%%

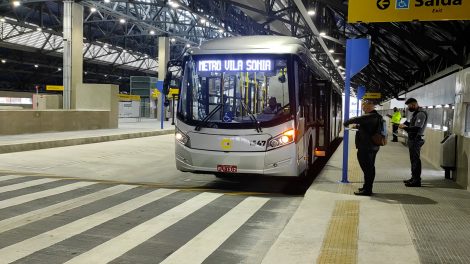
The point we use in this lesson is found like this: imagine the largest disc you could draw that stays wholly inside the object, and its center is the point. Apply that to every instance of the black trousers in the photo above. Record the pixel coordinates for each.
(414, 147)
(366, 158)
(395, 132)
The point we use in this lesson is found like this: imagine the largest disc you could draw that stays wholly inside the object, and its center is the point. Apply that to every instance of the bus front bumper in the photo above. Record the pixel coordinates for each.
(277, 162)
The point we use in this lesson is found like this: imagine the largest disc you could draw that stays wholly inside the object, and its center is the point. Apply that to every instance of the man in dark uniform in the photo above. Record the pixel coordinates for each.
(366, 150)
(415, 129)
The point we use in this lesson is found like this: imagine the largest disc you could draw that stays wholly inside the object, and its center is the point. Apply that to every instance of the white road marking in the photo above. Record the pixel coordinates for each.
(29, 217)
(29, 246)
(22, 185)
(38, 195)
(121, 244)
(206, 242)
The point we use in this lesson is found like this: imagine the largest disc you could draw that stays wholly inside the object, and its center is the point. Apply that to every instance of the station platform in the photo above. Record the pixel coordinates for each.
(127, 128)
(398, 224)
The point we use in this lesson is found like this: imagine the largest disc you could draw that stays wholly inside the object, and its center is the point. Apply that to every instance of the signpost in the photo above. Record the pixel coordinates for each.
(372, 96)
(407, 10)
(54, 87)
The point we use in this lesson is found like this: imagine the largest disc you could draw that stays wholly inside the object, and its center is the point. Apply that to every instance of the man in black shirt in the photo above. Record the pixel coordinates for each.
(415, 129)
(366, 149)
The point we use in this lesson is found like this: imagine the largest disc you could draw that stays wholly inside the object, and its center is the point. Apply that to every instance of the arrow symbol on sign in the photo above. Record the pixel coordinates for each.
(383, 4)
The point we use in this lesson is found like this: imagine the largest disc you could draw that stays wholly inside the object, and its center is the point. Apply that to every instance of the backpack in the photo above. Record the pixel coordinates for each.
(379, 138)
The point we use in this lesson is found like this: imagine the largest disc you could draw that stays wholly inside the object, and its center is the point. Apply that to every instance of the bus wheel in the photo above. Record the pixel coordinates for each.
(309, 161)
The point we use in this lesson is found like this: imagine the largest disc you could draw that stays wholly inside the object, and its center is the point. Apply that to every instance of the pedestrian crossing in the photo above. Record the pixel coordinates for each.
(58, 224)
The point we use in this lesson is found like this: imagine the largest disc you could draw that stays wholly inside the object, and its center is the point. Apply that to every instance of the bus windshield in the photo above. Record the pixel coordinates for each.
(234, 92)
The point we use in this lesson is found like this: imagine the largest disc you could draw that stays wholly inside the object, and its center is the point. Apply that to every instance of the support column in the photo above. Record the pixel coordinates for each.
(163, 57)
(73, 52)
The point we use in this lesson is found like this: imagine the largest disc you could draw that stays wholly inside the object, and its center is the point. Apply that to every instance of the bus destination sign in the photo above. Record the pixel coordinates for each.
(235, 65)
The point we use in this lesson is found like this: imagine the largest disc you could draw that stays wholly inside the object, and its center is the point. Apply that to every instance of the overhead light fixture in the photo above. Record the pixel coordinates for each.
(173, 4)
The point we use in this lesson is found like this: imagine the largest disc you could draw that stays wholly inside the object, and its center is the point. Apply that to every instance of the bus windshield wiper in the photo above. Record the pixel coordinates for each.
(252, 117)
(205, 120)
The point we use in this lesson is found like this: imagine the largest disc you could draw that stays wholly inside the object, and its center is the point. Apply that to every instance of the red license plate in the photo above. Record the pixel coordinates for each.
(227, 168)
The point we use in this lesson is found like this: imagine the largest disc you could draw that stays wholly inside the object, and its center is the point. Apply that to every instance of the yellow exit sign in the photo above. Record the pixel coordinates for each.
(54, 88)
(407, 10)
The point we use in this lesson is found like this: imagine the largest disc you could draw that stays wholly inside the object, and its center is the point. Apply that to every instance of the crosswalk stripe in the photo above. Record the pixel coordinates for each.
(9, 177)
(37, 195)
(29, 217)
(23, 185)
(128, 240)
(206, 242)
(49, 238)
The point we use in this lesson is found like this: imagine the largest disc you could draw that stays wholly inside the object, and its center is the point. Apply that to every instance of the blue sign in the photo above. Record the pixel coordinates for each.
(228, 117)
(402, 4)
(234, 65)
(159, 85)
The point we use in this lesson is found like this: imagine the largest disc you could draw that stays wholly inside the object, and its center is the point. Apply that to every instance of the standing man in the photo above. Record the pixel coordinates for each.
(415, 129)
(396, 117)
(366, 150)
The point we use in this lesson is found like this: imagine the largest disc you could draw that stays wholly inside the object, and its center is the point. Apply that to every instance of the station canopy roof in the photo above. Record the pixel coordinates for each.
(121, 37)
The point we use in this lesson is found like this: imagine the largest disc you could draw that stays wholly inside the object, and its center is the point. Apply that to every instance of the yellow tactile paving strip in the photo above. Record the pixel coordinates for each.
(340, 242)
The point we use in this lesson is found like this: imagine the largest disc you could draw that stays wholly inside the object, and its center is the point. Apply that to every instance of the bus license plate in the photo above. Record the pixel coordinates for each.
(227, 168)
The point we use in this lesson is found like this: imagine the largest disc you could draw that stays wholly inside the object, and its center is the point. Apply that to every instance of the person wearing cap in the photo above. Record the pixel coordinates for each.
(396, 117)
(415, 129)
(366, 150)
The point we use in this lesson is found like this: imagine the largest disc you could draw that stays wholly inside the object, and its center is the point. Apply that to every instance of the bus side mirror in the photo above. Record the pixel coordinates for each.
(166, 83)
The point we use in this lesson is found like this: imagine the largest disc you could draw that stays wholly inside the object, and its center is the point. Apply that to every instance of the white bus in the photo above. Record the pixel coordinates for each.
(254, 105)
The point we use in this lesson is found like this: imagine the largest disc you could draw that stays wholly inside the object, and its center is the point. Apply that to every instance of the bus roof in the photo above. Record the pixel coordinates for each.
(264, 44)
(250, 45)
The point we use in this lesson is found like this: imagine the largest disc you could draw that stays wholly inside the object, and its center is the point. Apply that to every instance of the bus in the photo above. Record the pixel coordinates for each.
(254, 105)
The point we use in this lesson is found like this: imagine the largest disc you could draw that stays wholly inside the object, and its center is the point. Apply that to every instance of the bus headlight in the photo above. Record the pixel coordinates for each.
(181, 137)
(283, 139)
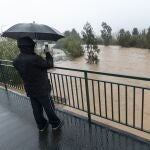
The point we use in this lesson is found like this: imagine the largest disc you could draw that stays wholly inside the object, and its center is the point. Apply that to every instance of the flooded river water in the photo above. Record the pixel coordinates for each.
(117, 60)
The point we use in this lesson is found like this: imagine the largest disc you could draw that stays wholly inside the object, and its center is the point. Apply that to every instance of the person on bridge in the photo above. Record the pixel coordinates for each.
(33, 71)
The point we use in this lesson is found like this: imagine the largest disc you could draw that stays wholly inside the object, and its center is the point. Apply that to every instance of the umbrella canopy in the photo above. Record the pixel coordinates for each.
(34, 31)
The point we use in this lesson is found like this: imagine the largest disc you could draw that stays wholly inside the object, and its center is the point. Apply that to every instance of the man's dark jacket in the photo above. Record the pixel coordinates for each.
(33, 71)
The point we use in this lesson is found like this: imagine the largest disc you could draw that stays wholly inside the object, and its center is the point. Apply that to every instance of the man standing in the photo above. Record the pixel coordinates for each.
(33, 71)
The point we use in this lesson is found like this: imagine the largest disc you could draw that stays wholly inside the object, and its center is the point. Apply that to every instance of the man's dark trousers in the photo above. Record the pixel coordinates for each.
(40, 102)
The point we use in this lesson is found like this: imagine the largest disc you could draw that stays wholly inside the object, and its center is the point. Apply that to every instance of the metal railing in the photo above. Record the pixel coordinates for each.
(119, 98)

%%

> [Work instructions]: A word-for-word transcript of the entries above is needed, with pictures removed.

> [Problem solution]:
The point we use in this lesson is found like this: imagine the largest disc you could draw that stays wholly inside the object, and its center is the point. Apply that to every instance of the black trousers in the photo above. Record the pixel coordinates for each.
(414, 147)
(366, 158)
(395, 132)
The point we use in this lesson is found like this: imagine the largest disc you could draw that stays wholly inside the object, and its center is the point. Apply that to every instance of the bus front bumper in the photo above. Record the pixel coordinates for each.
(277, 162)
The point we use in this lesson is found like this: imagine the largest disc you could draw that stays wholly inside the object, and its center is the point. Apply that to every instance of the man in dark uniform in the photo above. Record the pixel coordinates for each.
(366, 150)
(415, 129)
The point we use in this lesson is found like this: imagine the largest disc you could draw that stays wholly inside the object, and its center is the point. Apply that to every instance of the white road marking in the photo above. Record the pixel coordinates for each.
(29, 217)
(29, 246)
(22, 185)
(38, 195)
(121, 244)
(206, 242)
The point we use in this lesson is found like this: imagine the largest disc you could draw that stays wholly inside the object, and its center is the point. Apply that to every instance of the station platform in the photo above. Record the pixel coordinates for each.
(127, 128)
(398, 224)
The point we use in this lesson is found like this: imagine the largest disc you could draw that stays wholly inside the object, and its center is the point. Apply that to every instance of the signpost in the photo above. Record the pixel coordinates for each.
(372, 96)
(407, 10)
(54, 87)
The point we use in this lesson is found like this: imagine the largest disc you could draw that stays wholly inside the object, and its center is the point. Apply that to every instance of the man in black shirt in the photo above. Record the pixel coordinates for each.
(415, 129)
(366, 149)
The point we use in this lesson is found like this: imagine the largest disc you could draw that stays wholly inside the object, and its center is the point. Apply that to every instance of the arrow symbol on sign in the photo above. Record the pixel coordinates for each.
(383, 4)
The point we use in this lesson is found like this: imagine the largest disc you could draw that stays wholly inside the object, and its center is the point. Apply that to every instance of the backpack in the photo above. Record the pixel coordinates for each.
(379, 138)
The point we use in this lesson is found like this: imagine the largest disc you could draw that stays wholly inside the object, and its center is the point. Apply that to every instance of the bus wheel in the photo above. Record the pixel coordinates for each.
(309, 161)
The point we use in this lesson is found like this: imagine the largest disc you could draw that stays wholly inside the object, and its center is the point. Apply that to every instance of the pedestrian crossing in the photo above. Record the pixel coordinates for each.
(58, 224)
The point we use in this lesson is found like this: imagine the largest disc you could draw that stays wholly inside the object, and its center is the point. Apply that to every instance of the bus windshield in the photo above. Record the pixel coordinates for each.
(234, 92)
The point we use in this lesson is found like this: imagine the largest disc you could draw that stays wholly inside the object, and its center is the point. Apply that to every instance of the support column in the photo above. Record the pixel coordinates for each.
(163, 57)
(73, 52)
The point we use in this lesson is found like this: imagine the largest disc you could draw that stays wholly inside the object, and its center is the point. Apply that to every instance of the bus destination sign in the photo above. Record the pixel coordinates for each.
(235, 65)
The point we use in this lesson is found like this: imagine the largest disc you could draw that stays wholly inside the object, and its center is the point. Apply that to every instance of the overhead light fixture in the photo above. Record the pixel coordinates for each.
(173, 4)
The point we use in this lesson is found like this: imagine the largest disc you could draw that stays wholly inside the object, and its center is the point. Apply that to every instance of the bus windshield wiper in the photo above. Record the pixel coordinates for each.
(252, 117)
(205, 120)
The point we use in this lesson is found like this: imagine the largest disc you could draw that stays wholly inside the object, and its center is the point. Apply that to every instance of the red license plate in the photo above. Record the pixel coordinates for each.
(227, 168)
The point we use in this lesson is found like this: imagine the largest disc you could draw that stays wholly inside the object, and its center is the point. Apply that to every instance of the yellow exit sign in the photo above. Record the pixel coordinates for each.
(54, 88)
(407, 10)
The point we use in this lesson is found like this: imagine the largest disc you could draw that stays wholly inside the object, and its center is the point. Apply that to every instance of the crosswalk stripe in the photo above. Record the pixel coordinates for each.
(9, 177)
(37, 195)
(29, 217)
(23, 185)
(128, 240)
(206, 242)
(49, 238)
The point we use in this lesson is found like this: imagine the largest disc you could draw that stays wholly inside the object, and its center is the point. Apply that to every instance of the blue sign in the photo above. Record the pixel coordinates for each.
(228, 117)
(402, 4)
(234, 65)
(159, 85)
The point we use in this lesson is found like this: imagine the largest disc you could draw that stays wholly inside the object, and its center is the point. Apply that to every instance of the standing man in the photo above. Record the pixel coordinates for each.
(415, 129)
(396, 117)
(366, 150)
The point we use in this lesson is found like this: imagine the largest disc you could draw that stays wholly inside the object, and its center is the point. Apply that to every instance of the station canopy roof in the photo above. Record the pixel coordinates for each.
(121, 37)
The point we use in this lesson is found like this: imagine the largest disc you could draw that stays wholly inside the object, and its center is the point. Apply that to every instance of the yellow tactile paving strip in the photo above. Record the pixel coordinates for each.
(340, 242)
The point we use in this lesson is found like this: imagine the largest disc you could draw that stays wholly inside the object, and its center is the point. Apply that to every instance of the bus license plate in the photo above. Record the pixel coordinates for each.
(227, 168)
The point we use in this lesson is found like this: imagine the largest disc you could draw that stays wholly inside the object, and its center is the point. Apply that to every instance of the person wearing cap in the photo above. Record the pixel coordinates for each.
(396, 117)
(415, 129)
(366, 150)
The point we use in this lesson is found like this: imagine the largest disc you could draw that stays wholly inside the object, and its center is the point. Apply that to every instance of the bus side mirror in the photo above. Record the pixel coordinates for each.
(166, 83)
The point we use in this lesson is found like this: imagine the largest disc you could draw that stays wholly inside the object, and its center is the point. Apply that to every instance of the white bus in the photo above. Record the pixel coordinates for each.
(254, 105)
The point we use in this lesson is found like this: imagine the largest disc you could draw that stays wholly inside the object, and its center is the point. Apply that to every instance of the bus roof in the photo above. Record the pixel coordinates for each.
(264, 44)
(250, 45)
The point we use in this lesson is found like this: imagine the largest disc you could draw that stays wholly inside the object, and its center is the point. Apply that to every instance of the bus in the photo above. Record the pixel coordinates for each.
(254, 105)
The point we use in this lesson is found like this: imagine the largest disc you could draw that stays wholly inside the object, and its center is the point. Apply that to every instance of the bus headlight in the photo above. Record the pixel coordinates for each.
(181, 137)
(283, 139)
The point we use in this lesson is found like this: imagine the largest disc you could draw that stays wholly inside the object, and its center is the point. Apply that to every instance of the flooded river water in the photo above. Record the pixel coordinates for each.
(117, 60)
The point we use in this lesson is found like this: imagine the largest disc you could draw that stays wholly inside the object, and its center is the point. Apply that to every instance of the person on bridge in the photo above. Record the pixel coordinates for each.
(33, 71)
The point we use in this lesson is found like this: imagine the largest disc you could draw that stays wholly inside the object, and its center is the point. Apply that to every instance of the umbrella canopy in the photo above. Record the pixel coordinates for each.
(34, 31)
The point we use in this lesson is found like this: imagine the largest disc you could draw that stays wholly inside the object, and its center is the point. Apply that to every instance of the man's dark jacket in the photo above. Record the pixel coordinates for each.
(33, 71)
The point we use in this lesson is found like this: imagine the largest disc you could draw that stays wholly inside the object, and its center is the point. Apply that to every instance of the man standing in the photo above. Record the pixel coordinates for each.
(33, 71)
The point we use in this lesson is found like this: imagine the largest disc you could draw that stays wholly inside the object, and its center is the point. Apply that to every instance of the man's dark trousers in the photo above. Record the pixel coordinates for each.
(40, 102)
The point we use in this lesson is found like this: imagine the largest disc you could draw that stays wholly inside the object, and its center is the point. Apply that to every instance of the metal railing in the photo above. Record the pixel coordinates for each.
(119, 98)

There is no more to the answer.